Given records:
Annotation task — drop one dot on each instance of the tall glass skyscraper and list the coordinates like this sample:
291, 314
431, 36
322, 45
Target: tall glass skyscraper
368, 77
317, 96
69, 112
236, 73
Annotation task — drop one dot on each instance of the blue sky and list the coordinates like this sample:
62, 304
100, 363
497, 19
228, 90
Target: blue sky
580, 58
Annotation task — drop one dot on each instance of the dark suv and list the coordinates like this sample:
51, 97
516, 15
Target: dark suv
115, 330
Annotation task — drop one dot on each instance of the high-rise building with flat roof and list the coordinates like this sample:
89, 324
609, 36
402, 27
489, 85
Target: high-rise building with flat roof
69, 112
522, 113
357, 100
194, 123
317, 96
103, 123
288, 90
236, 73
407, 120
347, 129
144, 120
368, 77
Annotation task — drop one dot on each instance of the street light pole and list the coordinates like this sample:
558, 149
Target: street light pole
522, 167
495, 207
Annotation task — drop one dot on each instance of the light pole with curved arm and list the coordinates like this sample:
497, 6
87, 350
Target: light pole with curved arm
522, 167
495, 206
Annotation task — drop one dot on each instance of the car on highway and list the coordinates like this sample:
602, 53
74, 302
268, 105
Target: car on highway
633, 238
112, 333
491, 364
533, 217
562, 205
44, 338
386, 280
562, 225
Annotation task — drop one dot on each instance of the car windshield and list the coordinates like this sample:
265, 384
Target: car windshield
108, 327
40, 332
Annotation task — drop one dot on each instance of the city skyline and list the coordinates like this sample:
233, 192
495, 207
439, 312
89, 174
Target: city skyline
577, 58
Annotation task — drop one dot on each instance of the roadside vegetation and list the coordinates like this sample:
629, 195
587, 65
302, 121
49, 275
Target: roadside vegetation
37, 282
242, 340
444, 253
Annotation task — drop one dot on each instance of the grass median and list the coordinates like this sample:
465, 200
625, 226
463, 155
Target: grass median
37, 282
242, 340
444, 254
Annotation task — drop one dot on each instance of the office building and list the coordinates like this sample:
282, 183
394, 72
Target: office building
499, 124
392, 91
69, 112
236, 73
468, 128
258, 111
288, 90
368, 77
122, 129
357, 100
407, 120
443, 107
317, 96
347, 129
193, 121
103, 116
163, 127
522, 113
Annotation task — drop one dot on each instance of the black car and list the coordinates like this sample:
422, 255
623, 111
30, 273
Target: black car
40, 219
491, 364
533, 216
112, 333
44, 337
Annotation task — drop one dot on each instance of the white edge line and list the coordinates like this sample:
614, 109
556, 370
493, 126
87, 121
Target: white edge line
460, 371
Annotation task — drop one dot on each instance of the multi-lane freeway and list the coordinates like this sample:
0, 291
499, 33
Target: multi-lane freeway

What is expected:
Give only the number of lines in the entries above that contain the string "multi".

Task output:
2